→ **TASK OBJECTIVE**:
Line by line, restate the material word for word, omitting any image.

→ **DATA PROVIDED**:

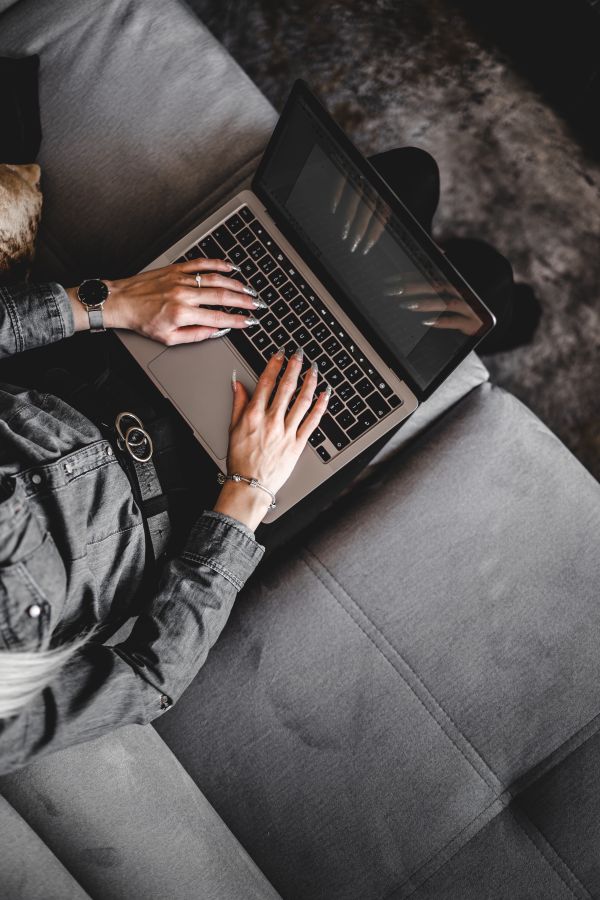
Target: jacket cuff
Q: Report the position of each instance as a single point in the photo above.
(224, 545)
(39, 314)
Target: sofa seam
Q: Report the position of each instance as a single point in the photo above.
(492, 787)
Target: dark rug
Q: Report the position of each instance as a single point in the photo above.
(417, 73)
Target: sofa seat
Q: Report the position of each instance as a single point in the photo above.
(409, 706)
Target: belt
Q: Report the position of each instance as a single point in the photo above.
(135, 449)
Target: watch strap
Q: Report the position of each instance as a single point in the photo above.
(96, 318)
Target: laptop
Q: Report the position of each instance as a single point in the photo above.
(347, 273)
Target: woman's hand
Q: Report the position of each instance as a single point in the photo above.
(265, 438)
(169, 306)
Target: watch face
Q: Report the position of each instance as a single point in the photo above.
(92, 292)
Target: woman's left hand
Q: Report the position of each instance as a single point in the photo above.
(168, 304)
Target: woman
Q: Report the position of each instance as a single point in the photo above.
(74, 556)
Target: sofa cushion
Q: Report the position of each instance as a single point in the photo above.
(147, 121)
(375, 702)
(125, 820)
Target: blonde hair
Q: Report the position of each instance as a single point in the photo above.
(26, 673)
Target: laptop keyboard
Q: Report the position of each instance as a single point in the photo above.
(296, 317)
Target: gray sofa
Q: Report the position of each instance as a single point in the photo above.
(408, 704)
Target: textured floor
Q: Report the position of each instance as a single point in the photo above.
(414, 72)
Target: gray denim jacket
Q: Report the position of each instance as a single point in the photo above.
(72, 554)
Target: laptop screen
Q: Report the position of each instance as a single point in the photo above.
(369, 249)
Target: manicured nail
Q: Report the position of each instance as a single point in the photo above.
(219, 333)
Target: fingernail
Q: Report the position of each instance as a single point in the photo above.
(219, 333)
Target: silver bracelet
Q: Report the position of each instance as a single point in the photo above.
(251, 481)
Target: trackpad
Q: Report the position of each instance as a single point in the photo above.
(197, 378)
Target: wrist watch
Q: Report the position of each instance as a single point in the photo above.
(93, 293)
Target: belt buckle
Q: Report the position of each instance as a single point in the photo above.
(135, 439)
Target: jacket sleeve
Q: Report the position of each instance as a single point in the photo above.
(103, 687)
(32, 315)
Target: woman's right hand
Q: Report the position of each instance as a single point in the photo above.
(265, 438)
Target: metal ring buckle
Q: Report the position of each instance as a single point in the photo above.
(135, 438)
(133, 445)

→ **RESPONSE TO THIS TASK**:
Target: jacket cuff
Q: Report the position of each instance as a single point in the photo above.
(224, 545)
(39, 314)
Target: sofa seam
Q: Report the position of each instance as a single point in the photo above.
(492, 787)
Target: dark rug
Q: Report the position of each instance as a single point in the photo above.
(417, 73)
Target: sofa seat
Q: Report the position of each instance as a single point in the photo above.
(409, 706)
Target: belt
Q: Report the position of each instance as a single point in the photo above.
(135, 449)
Target: watch strap
Q: Report the position of each instance as a single point in the photo above.
(96, 318)
Target: laptop
Q: Report the position of each instance as a single point in the photo above.
(347, 273)
Target: woman's hand
Q: Report the position of each instance as a single point in the photo above.
(265, 438)
(169, 306)
Target: watch face
Q: Report the position of each instance as a single point in the photo above.
(92, 292)
Target: woman's left hand
Q: Report the position of each instance as a single point in the photo above.
(168, 304)
Target: woman
Q: Report the position of each instance as a single point in the photo above.
(74, 556)
Target: sofa cushion
Q: Report the position of each instance as a single point in the photo above.
(147, 121)
(375, 702)
(125, 820)
Target: blonde hair
Q: Report the position of each instance as a single point in the photo above.
(26, 673)
Target: laptop keyboard
Q: Report the position of each instance as a single point in the photo above.
(296, 317)
Target: gray sofa
Q: Report the position of each instance as a single point in the photo above.
(408, 704)
Target: textured floor
Q: Report the position of each instance as a single point in the photo above.
(414, 72)
Target: gray denim jacket
Q: Report the position of each instance as a single point in the photo above.
(72, 554)
Target: laptop screen
Q: Report the position of each instance as a single point in the photo above.
(369, 249)
Target: manicured nail
Q: Report the position of each instance as a single point in the photo above.
(219, 333)
Target: fingernail
Q: Report the position of each instance as a single point in the photo above.
(219, 333)
Target: silver bracelet
Q: Report the position of each instance as a single point in the photo above.
(251, 481)
Target: trackpad
Q: Report the position of each instance as a single point in the photo above.
(197, 378)
Target: wrist watch
Q: Report the position of each instance as a single point in the photo above.
(93, 293)
Target: belt buckle
Q: Report the position of each instance as a single point in the photo above.
(135, 439)
Target: jacket sleeve
Q: Report the position of each instance as a single point in the photo above.
(103, 687)
(32, 315)
Target: woman's right hand
Q: Report the position of each instance as a single point in the photo above.
(265, 438)
Target: metal ring buckle
Q: Report the position of each instance as a single point in the photo above.
(135, 438)
(133, 445)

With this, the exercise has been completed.